**YOUR ASSIGNMENT**
Write the entries below out again in full. Match every character.

┏━━

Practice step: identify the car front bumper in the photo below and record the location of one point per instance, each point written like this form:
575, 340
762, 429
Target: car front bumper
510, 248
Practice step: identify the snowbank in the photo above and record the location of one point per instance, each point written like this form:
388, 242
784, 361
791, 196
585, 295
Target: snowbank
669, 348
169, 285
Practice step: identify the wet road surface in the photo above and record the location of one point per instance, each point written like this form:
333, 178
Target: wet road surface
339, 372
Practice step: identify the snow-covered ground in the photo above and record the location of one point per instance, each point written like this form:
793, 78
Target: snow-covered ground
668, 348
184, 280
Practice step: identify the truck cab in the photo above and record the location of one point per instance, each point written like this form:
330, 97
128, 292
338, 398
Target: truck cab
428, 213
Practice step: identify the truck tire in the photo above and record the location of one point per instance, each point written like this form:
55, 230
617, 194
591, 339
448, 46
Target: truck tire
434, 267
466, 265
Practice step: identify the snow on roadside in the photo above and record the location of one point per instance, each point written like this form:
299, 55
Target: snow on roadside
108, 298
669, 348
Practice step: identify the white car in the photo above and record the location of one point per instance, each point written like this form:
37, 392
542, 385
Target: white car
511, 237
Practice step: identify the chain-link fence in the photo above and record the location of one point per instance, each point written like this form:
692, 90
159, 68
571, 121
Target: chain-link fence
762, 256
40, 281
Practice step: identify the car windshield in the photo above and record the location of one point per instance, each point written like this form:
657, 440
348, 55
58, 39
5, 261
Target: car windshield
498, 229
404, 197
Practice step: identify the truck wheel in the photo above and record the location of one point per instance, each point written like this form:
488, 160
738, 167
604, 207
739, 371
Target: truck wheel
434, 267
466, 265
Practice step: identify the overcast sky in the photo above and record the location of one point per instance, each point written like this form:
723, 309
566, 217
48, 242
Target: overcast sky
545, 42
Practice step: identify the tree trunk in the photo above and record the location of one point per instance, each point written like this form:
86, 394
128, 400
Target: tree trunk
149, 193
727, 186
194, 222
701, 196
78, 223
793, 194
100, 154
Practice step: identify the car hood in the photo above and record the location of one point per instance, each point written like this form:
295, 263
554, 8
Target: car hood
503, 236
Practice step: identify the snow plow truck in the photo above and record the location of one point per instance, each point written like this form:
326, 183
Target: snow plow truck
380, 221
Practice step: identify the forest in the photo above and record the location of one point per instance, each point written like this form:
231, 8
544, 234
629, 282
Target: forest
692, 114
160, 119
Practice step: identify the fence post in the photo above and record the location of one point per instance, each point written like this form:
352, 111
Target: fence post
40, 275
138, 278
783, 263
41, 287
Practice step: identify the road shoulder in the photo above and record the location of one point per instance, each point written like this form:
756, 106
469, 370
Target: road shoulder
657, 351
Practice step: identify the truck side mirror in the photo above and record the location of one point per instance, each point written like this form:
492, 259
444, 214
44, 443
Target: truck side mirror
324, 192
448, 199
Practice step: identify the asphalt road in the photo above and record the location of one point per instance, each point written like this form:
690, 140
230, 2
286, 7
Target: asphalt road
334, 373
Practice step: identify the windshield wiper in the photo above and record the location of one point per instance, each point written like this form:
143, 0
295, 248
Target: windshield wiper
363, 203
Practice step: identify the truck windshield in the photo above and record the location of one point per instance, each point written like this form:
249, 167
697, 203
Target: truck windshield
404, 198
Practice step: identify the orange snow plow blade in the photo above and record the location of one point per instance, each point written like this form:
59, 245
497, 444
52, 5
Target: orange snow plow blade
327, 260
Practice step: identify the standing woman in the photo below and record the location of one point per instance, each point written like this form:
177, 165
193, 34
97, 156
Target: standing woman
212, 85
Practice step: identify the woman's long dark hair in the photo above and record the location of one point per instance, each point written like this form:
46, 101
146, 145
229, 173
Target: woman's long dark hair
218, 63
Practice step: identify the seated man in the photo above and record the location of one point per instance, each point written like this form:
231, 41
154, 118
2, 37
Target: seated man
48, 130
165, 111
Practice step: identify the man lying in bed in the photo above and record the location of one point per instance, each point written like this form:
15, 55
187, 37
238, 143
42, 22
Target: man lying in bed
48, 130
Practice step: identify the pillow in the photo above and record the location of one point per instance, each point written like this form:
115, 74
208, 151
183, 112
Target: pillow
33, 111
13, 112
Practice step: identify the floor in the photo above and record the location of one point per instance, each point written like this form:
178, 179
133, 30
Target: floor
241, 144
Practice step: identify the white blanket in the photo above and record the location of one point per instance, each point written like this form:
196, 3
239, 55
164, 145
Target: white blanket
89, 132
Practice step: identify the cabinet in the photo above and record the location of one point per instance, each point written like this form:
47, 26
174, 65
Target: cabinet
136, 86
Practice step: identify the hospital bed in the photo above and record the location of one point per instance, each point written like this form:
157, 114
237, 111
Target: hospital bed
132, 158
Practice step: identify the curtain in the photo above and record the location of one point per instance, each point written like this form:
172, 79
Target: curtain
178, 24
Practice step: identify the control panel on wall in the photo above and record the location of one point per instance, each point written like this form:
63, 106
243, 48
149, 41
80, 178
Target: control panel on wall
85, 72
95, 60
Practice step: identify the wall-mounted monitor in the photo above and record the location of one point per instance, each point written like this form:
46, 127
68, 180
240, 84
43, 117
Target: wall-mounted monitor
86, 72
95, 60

┗━━

**RESPONSE AREA**
Practice step: identify the car front bumper in the photo below and record the location of one point per instance, each point written like this form:
575, 340
762, 429
Target: car front bumper
510, 248
Practice step: identify the snowbank in the photo above and record the location of one point per instance, each point written like this form:
388, 242
784, 361
791, 196
585, 295
Target: snowbank
669, 348
169, 285
Practice step: identify the wet road surface in the photo above and record the location of one point per instance, each point written like this form:
333, 178
Target: wet road surface
339, 372
Practice step: identify the snow-covered ground in the photo above and record the location of one point per instance, each point written like this form:
793, 78
Target: snow-covered ground
668, 348
184, 280
Practice step: identify the truck cab in the photo above and record the location of one point per instance, each point written like this form:
330, 97
128, 292
338, 398
Target: truck cab
428, 213
Practice step: identify the truck tire in the photo above and record the location of one point per instance, each point written like this form:
55, 230
617, 194
591, 339
448, 46
Target: truck tire
434, 267
466, 265
Practice step: identify the snow on roadside in the photo above and record the location of one point per instance, each point written like this form:
299, 55
Target: snow on roadside
108, 298
669, 348
Practice step: identify the white car in the photo above and record the location of one point per instance, each point written like this form:
37, 392
542, 385
Target: white car
511, 237
Practice step: identify the chain-link fence in the photo above and record the location of one point per instance, each point written like this form:
692, 90
159, 68
571, 121
Target: chain-link fence
762, 256
40, 281
Practice step: identify the car windshield in the photo above and record the location of one point per instance, each point written like this form:
657, 440
348, 55
58, 39
5, 261
Target: car windshield
498, 229
404, 197
Practice step: identify the truck wheel in the photo above and record the location of one point per instance, each point written like this form:
488, 160
738, 167
604, 207
739, 371
Target: truck wheel
434, 267
466, 265
Practice step: identify the overcast sky in the photo above and record the location of one point per instance, each point written like this form:
723, 309
566, 217
48, 242
Target: overcast sky
545, 42
Practice step: identify the tree trunk in the photo above and record the location of one point per instance, each point written like this form:
86, 394
128, 400
Target: tree trunk
149, 193
727, 186
194, 222
701, 196
78, 223
793, 194
100, 154
Practice step: identify the car hood in the photo above and record the location of one point per instance, each point written like this form:
295, 263
554, 8
Target: car hood
503, 236
Practice step: identify the snow plow truck in the photo above and record the location of one point per instance, each point written like this form:
326, 183
Target: snow plow truck
380, 221
Practice step: identify the forest in the photo above and record the location of one point per instance, each point written like this form:
231, 8
544, 234
629, 282
Target: forest
692, 114
160, 119
Practice step: identify the fence post in the photo above and record the location of one point per instance, each point written like this form:
352, 111
Target: fence post
40, 275
138, 278
783, 263
41, 287
Practice step: identify the road shoulder in the photo above and record the location of one point per instance, each point written like this form:
756, 106
469, 370
Target: road shoulder
657, 351
Practice step: identify the truck side mirror in the photo above and record the location of one point per instance, each point written like this form:
492, 259
444, 214
44, 443
Target: truck side mirror
324, 192
448, 199
Practice step: identify the asphalt road in the photo above and record the location of one point per instance, each point written like this form:
690, 140
230, 2
286, 7
Target: asphalt road
334, 373
Practice step: identify the windshield wiper in the photo above and record the location of one point per instance, each point written like this form:
143, 0
295, 248
Target: windshield wiper
363, 203
Practice step: identify the truck windshield in the photo above and record the location of one point per instance, each point written like this form:
249, 167
697, 203
Target: truck windshield
404, 198
Practice step: identify the orange snow plow blade in the photo above and record the location of one point per instance, each point written like this form:
59, 245
497, 444
52, 5
Target: orange snow plow blade
327, 260
Practice step: identify the standing woman in the photo below and record the location of one point per instance, each point written like this form:
177, 165
193, 34
97, 156
Target: standing woman
212, 85
Practice step: identify the woman's long dark hair in the photo above and record the location of one point per instance, each point written like this form:
46, 101
146, 145
229, 173
Target: woman's long dark hair
218, 63
Practice step: identify the seated man in the photo above and record the location of one point per instance, each point written like this form:
231, 41
154, 118
2, 37
Target: seated man
48, 130
165, 111
Practice step: identify the man lying in bed in the photo above and record the location of one point per instance, each point written like this form:
15, 55
187, 37
238, 143
42, 22
Target: man lying in bed
48, 130
Practice step: identify the pillow in the photo above and record the location of one point per instance, each point written like this form:
115, 74
208, 151
183, 112
Target: pillow
33, 111
13, 112
Practice step: identify the floor in the photo above and record the location of one point per instance, each point written like this form:
178, 179
133, 30
Target: floor
241, 144
Practice step: identify the white blanket in the photo above and record the location of one point per instance, each point written like this form:
196, 3
239, 55
164, 145
Target: white blanket
89, 132
Practice step: identify the cabinet in the photo above and record the location of one point per instance, each point written like this form:
47, 26
174, 65
Target: cabinet
136, 86
Practice step: identify the hospital bed in the photo above and record the location of one point per instance, each point written like this form:
157, 114
237, 111
Target: hospital bed
132, 158
Practice step: identify the curtain in the photo above and record the location of one point per instance, each point written like this form:
172, 79
Target: curtain
178, 24
Practice step: identify the control panel on wall in the photo above and record the location of one point per instance, each point written like this form:
63, 106
243, 48
149, 41
80, 178
Target: control panel on wall
85, 72
95, 60
Practice step: identify the wall-mounted monitor in the photo above and record the location of one point per instance, each point written like this form:
46, 127
68, 180
240, 84
43, 117
Target: wall-mounted monitor
86, 72
95, 60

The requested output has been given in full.